(Passage provided Opens)

GRAZING: Hot dogs, sideshow freaks, black cats, amnesia, and Sausage Boy
Grazing surveys some Atlanta hot dogs
It was a day that I should have named the Weenie Apocalypse. It was July 11, 1979, and I was in Gibsonton, Florida, outside Tampa. On that day, the whole world was crazy. The 77-ton Skylab space station was set to crash to earth. The fear that it would miss its target, the Indian Ocean, and create random hellfire turned it into the favored party theme everywhere that year.
I went to one such impromptu party that day in Gibsonton, which was famous as the summer residence of the nation’s “carnies” — people who work for the carnivals that move all around America most of the year. My particular motivation for spending a few weeks there was to hang out with sideshow performers, especially the stars of so-called freak shows — “human oddities” — for a story I was writing. Unfortunately, it was difficult to penetrate that community unless I combined obsequiousness with drunkenness. I’ll spare you the details, but I ended up drunk behind the trailer of a famous freak, grilling burgers and hot dogs. It was a big deal for an outsider to be included by carnies.
The host brought me a hot dog and I balked. “Thanks, but I don’t eat those.”
I might as well have dropped the Skylab on the festival. Everyone went silent. “You said you love carnivals and you don’t eat hot dogs? Why don’t you eat them?”
“They make me sick. Ever since I was a kid, they’ve made me sick. It’s nothing personal. They make me sick, man.” I laughed drunkenly. “It’s like you’d be hit right here by a gut bomb instead of a space station. Haha.” Nobody laughed.
Thus did I brand myself a human oddity among professional human oddities. Truly, as long as I can remember, I would not eat the scrap meat ground and compressed into the gruesome treat wrapped in spongy white bread often drenched with ketchup called the hot dog. I did learn to eat some real sausages whose flavor made it worth risking a gastrointestinal catastrophe, but I have mainly avoided hot dogs my entire life ... until a few weeks ago, when I ate so many I lost count. Pathetically, I now crave them. I love them.
It wasn’t so much culinary adventure as pandemic cabin fever that led me to my new lover. True, I was intrigued when I came across promo material for a new venture in East Atlanta Village called Screamin’ Weenies. The name isn’t novel but it’s a good choice since the hot dog stand is operated on the rear patio of the very cool Banshee restaurant. Screaming is what banshees do best. It also occurred to me that hot dog joints might make a good pandemic story. I was double-vaccinated but still cautious, and I figured hot dogs are a quick, usually outdoors eat. So I took the pills I take to make scary food digestible and headed over to Screamin’ Weenies, which is open 11:30 a.m.-3:30 p.m. Thursday through Saturday.

(Passage provided Closes)
(Dataset records Opens)

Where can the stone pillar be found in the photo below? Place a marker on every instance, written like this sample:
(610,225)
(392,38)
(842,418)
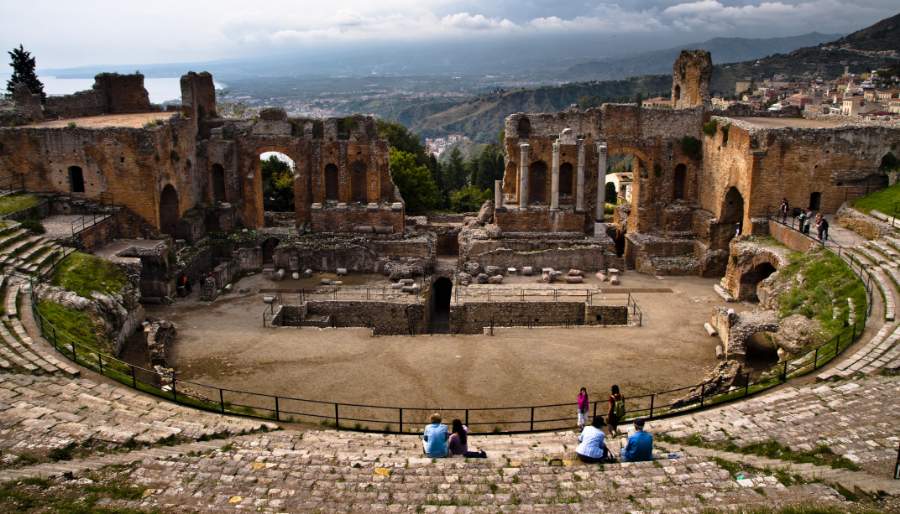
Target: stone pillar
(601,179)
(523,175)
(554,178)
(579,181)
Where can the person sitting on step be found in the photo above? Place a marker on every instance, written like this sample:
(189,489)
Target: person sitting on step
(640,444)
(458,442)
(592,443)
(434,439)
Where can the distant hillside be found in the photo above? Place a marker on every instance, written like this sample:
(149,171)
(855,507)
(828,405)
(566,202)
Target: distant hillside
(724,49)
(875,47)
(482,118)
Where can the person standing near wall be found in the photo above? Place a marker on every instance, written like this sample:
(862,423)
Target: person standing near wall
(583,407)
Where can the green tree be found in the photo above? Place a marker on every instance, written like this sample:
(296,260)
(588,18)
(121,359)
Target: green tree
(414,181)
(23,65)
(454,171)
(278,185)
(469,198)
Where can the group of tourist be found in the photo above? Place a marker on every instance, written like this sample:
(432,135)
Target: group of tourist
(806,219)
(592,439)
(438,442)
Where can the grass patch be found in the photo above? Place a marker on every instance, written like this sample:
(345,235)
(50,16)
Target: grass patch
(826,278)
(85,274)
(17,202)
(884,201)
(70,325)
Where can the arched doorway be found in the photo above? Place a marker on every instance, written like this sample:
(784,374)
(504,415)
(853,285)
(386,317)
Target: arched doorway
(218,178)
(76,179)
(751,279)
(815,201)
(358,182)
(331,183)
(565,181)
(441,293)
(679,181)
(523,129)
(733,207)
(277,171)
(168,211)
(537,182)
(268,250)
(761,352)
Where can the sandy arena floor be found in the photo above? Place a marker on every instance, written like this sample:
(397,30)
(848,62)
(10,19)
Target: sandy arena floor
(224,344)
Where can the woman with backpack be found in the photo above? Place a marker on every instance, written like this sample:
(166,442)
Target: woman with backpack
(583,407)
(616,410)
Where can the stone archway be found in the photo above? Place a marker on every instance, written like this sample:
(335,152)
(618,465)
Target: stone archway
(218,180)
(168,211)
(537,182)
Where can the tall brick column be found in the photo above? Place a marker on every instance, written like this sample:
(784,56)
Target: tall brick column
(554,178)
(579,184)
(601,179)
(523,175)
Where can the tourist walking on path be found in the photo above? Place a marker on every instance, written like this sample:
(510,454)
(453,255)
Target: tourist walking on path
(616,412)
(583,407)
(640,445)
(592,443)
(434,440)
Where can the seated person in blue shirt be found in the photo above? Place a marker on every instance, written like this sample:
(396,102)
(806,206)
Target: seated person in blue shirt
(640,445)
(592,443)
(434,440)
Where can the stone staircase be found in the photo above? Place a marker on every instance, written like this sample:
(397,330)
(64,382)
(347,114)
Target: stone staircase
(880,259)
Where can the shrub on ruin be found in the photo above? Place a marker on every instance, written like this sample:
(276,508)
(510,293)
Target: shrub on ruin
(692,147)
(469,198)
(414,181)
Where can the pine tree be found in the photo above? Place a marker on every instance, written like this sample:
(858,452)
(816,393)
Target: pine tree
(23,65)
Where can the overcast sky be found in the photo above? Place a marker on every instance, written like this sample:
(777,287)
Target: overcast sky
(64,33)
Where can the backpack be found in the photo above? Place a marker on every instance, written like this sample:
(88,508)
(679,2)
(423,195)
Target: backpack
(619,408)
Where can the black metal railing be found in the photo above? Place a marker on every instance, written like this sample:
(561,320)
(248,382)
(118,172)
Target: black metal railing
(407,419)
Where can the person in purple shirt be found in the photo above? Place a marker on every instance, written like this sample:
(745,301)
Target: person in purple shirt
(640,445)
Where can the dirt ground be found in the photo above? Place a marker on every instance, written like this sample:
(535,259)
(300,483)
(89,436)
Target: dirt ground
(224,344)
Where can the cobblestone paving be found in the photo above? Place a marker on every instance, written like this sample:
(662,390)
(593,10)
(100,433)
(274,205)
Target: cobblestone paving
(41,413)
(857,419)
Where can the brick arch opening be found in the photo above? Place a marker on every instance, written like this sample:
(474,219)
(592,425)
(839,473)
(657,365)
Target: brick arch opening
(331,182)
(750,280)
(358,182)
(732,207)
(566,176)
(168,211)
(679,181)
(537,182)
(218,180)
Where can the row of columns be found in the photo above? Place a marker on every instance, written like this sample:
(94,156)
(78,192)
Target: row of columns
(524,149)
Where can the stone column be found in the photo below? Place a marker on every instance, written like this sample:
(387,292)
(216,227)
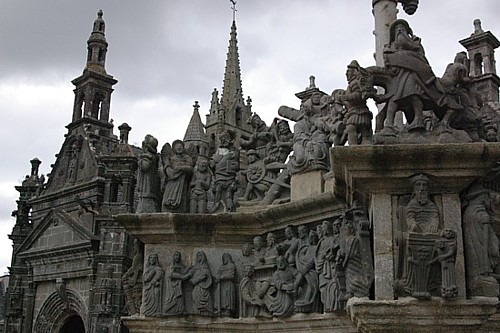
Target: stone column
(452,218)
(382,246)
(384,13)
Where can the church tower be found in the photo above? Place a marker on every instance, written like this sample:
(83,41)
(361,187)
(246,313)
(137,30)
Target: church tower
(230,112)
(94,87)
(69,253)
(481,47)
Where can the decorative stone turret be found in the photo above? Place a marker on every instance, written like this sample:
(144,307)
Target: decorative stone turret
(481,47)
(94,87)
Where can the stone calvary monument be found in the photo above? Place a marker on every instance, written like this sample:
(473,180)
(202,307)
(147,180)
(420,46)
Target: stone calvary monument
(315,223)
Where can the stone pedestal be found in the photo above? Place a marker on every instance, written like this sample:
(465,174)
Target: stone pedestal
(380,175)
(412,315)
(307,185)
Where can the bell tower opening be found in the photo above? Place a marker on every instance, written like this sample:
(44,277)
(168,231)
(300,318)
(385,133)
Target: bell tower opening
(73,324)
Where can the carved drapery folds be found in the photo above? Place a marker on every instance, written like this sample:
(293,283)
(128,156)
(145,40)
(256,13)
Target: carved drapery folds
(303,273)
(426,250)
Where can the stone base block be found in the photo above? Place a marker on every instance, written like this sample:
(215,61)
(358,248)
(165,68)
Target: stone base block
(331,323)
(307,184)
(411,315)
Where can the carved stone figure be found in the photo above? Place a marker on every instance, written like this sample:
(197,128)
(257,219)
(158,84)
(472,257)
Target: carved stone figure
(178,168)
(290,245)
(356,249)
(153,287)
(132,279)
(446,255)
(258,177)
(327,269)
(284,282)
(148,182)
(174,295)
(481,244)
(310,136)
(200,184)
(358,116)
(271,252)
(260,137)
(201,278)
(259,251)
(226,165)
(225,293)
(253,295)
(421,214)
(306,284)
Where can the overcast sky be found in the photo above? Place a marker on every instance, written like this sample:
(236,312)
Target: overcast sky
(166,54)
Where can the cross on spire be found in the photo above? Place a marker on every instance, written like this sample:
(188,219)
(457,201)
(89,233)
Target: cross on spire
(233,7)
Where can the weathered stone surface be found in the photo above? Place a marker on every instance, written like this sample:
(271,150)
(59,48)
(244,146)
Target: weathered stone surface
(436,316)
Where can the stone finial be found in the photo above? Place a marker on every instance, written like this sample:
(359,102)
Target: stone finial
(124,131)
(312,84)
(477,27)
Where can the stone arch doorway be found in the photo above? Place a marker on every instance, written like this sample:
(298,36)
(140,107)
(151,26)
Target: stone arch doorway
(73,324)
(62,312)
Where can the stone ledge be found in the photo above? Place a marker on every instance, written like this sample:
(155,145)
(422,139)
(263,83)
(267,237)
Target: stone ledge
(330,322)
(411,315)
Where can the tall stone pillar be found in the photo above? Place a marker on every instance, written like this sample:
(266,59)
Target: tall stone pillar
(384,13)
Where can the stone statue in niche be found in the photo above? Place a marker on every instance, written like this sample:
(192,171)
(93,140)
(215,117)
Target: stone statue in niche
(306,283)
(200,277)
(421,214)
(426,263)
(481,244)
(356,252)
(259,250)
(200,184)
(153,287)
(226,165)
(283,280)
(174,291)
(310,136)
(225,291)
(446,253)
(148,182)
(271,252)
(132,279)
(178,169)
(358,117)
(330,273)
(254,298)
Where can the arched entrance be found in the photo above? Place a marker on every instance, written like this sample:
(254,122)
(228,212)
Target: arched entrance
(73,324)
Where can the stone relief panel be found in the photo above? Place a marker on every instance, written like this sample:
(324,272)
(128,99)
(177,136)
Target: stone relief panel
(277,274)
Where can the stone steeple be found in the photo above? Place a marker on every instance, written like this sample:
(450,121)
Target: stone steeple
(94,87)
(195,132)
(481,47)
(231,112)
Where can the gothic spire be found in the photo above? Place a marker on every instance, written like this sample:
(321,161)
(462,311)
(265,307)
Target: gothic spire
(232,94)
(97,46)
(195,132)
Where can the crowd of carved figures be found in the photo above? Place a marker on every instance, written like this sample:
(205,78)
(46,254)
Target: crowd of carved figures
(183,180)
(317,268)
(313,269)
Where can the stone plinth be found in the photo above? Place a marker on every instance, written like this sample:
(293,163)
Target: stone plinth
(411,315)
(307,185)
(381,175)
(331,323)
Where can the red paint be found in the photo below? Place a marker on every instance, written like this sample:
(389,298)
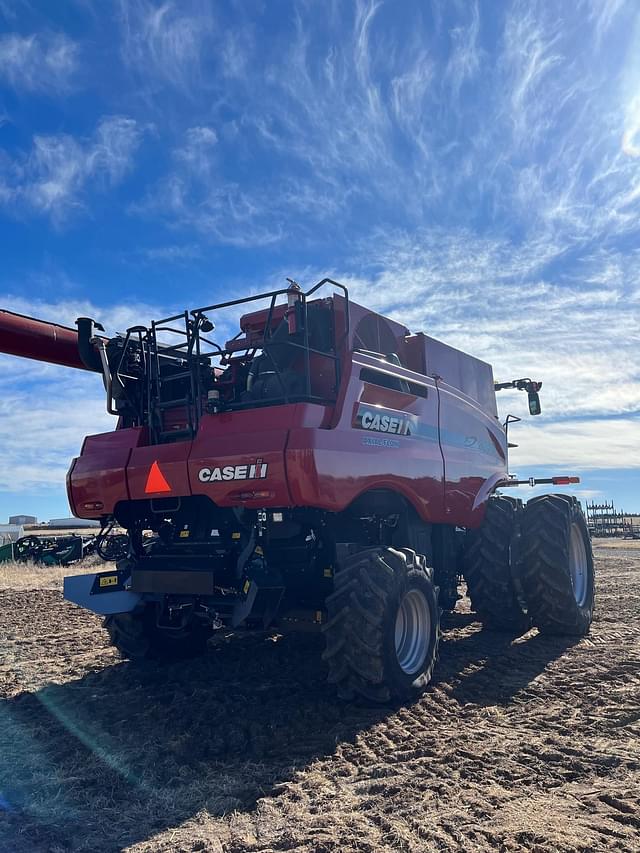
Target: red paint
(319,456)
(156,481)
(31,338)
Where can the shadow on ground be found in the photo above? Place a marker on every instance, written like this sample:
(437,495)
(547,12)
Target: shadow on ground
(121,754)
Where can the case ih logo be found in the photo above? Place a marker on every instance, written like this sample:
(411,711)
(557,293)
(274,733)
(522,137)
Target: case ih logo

(Dataset records Closes)

## Tasks to perform
a – Set down the passage of the Grazing column starting at "GRAZING: Hot dogs, sideshow" and ending at "everywhere that year.".
b – According to the Grazing column, on which days and during what hours is Screamin' Weenies open?
c – Name every subject listed in the Grazing column's headline after the word "GRAZING".
The material was taken from a different source than the Grazing column.

## Answers provided
a –
GRAZING: Hot dogs, sideshow freaks, black cats, amnesia, and Sausage Boy
Grazing surveys some Atlanta hot dogs
It was a day that I should have named the Weenie Apocalypse. It was July 11, 1979, and I was in Gibsonton, Florida, outside Tampa. On that day, the whole world was crazy. The 77-ton Skylab space station was set to crash to earth. The fear that it would miss its target, the Indian Ocean, and create random hellfire turned it into the favored party theme everywhere that year.

b – Thursday through Saturday, 11:30 a.m. to 3:30 p.m.

c – Hot dogs, sideshow freaks, black cats, amnesia, and Sausage Boy